[Point localization data]
......

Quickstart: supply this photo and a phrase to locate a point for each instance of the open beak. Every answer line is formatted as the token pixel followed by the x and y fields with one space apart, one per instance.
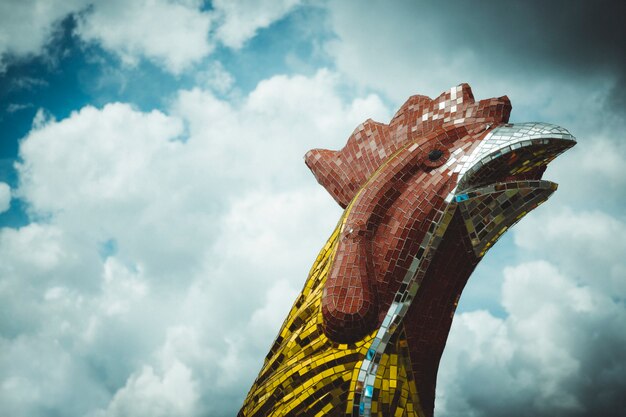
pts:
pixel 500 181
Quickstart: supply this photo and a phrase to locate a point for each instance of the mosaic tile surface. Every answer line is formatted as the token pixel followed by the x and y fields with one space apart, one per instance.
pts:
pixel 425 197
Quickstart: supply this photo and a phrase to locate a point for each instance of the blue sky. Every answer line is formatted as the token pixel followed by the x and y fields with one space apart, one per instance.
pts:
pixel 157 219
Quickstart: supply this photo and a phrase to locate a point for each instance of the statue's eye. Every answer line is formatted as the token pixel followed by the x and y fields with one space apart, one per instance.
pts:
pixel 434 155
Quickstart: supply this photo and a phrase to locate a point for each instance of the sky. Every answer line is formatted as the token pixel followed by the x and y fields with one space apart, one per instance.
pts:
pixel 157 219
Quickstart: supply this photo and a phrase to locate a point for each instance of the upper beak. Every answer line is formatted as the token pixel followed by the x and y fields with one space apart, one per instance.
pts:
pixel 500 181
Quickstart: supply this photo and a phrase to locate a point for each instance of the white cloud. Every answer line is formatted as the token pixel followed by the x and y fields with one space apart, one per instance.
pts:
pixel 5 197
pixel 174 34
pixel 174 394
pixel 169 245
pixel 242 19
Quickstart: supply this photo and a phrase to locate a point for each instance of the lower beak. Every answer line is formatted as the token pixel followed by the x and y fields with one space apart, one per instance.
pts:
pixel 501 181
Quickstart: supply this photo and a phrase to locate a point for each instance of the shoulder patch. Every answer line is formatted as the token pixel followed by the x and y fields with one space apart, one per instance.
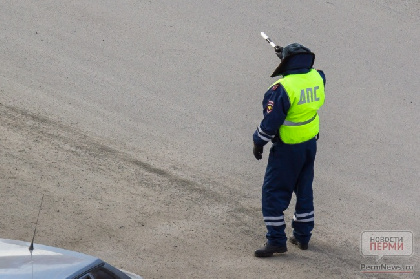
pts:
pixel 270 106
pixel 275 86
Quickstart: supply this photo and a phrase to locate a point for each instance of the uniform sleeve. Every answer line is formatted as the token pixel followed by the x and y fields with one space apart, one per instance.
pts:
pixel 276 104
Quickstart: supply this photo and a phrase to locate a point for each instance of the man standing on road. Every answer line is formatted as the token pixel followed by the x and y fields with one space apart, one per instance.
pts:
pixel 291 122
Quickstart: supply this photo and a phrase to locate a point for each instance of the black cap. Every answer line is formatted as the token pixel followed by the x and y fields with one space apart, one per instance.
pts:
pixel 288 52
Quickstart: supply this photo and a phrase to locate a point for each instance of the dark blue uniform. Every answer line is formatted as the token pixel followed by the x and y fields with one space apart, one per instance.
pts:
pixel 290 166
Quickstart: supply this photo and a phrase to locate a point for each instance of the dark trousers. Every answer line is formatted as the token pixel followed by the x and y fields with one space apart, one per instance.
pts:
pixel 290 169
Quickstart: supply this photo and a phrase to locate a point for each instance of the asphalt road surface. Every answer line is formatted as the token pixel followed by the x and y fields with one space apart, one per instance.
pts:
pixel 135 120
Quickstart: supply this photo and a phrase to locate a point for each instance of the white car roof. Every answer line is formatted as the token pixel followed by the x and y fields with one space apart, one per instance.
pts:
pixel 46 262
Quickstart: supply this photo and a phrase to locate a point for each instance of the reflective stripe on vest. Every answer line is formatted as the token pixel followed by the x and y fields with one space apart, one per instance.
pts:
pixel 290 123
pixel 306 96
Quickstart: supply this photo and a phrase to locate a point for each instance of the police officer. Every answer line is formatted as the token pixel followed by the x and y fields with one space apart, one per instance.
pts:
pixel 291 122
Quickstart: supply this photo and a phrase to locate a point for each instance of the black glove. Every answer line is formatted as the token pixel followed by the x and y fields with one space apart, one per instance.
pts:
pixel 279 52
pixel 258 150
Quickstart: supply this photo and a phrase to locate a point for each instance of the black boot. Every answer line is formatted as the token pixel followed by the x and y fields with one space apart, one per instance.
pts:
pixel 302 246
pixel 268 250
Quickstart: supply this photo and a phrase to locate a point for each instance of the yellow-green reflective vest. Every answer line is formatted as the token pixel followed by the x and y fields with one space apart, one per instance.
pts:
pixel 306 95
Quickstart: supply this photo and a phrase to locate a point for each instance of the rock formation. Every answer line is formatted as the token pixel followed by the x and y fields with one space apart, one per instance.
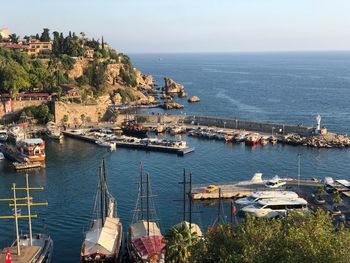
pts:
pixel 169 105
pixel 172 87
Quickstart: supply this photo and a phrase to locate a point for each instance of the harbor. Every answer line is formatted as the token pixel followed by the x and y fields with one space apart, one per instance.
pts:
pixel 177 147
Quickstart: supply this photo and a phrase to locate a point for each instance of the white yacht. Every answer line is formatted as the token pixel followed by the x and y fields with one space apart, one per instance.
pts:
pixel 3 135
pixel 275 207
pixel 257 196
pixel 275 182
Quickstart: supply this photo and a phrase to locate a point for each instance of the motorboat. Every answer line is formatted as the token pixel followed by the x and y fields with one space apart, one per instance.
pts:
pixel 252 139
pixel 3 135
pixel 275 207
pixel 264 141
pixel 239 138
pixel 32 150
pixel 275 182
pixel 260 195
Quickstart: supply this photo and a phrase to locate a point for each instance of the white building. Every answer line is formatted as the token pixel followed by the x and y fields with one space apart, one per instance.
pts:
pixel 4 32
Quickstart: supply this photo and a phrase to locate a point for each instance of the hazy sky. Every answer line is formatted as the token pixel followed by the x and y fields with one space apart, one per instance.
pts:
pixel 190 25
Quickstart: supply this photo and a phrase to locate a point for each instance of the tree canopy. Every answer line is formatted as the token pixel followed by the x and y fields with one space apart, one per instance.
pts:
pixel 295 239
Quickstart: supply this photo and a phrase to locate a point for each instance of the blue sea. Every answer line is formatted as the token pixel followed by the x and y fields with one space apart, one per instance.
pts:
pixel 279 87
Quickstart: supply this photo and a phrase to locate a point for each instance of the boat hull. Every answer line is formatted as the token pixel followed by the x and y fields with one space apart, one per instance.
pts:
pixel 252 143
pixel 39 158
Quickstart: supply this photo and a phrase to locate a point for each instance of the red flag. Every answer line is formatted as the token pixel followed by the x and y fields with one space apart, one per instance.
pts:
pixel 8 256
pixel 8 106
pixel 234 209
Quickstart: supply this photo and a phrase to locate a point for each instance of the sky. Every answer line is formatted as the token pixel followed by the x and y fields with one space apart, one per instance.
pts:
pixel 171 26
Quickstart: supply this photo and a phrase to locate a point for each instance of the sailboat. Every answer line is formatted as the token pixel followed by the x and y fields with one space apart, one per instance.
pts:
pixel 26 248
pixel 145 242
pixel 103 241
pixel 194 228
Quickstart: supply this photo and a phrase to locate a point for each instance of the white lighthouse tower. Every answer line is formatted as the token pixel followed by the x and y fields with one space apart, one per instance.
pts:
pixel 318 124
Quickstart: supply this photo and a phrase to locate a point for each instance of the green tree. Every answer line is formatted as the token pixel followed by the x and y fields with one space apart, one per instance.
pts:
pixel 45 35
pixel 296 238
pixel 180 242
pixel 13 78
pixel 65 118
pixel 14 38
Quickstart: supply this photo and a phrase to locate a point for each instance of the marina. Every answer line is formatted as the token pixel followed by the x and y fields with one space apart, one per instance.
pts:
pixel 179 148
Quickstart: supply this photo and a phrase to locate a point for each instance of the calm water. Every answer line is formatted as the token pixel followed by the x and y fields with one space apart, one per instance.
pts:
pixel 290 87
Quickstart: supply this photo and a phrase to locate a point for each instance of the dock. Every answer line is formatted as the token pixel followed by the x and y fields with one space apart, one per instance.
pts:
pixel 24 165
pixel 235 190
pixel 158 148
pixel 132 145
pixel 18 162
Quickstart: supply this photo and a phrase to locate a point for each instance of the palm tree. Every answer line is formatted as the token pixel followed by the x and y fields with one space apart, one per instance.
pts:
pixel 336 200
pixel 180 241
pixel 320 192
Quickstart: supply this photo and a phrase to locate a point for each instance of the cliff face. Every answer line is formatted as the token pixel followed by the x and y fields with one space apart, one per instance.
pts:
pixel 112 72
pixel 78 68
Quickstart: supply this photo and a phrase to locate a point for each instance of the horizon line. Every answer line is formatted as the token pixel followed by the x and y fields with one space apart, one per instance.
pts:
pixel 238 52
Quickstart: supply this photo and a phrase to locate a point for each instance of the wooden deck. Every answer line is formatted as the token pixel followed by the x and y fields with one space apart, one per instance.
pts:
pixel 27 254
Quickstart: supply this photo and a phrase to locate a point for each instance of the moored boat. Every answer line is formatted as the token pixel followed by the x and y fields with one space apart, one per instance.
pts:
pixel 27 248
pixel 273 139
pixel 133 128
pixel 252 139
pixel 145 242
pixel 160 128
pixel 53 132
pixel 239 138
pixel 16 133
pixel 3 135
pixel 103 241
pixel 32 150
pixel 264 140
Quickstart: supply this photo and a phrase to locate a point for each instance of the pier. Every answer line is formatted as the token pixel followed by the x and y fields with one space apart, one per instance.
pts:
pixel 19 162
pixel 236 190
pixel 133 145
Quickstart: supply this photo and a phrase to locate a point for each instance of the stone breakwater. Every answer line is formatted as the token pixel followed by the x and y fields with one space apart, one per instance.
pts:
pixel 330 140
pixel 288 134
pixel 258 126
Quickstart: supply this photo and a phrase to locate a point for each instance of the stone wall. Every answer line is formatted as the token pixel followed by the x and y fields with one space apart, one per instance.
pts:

......

### Task
All lines holding the word "surface" must be copied from the data.

### Exercise answer
Quickstart: supply this photo and a phrase to locate a point for each instance of the mosaic tile surface. Every answer line is formatted as the token pixel followed by the x and y fields with one space apart, one per instance.
Quickstart: supply this photo and a phrase to locate a point for each instance of the asphalt road surface. Every answer line is formatted as the token pixel followed by the x and y fields with one space apart, one per instance.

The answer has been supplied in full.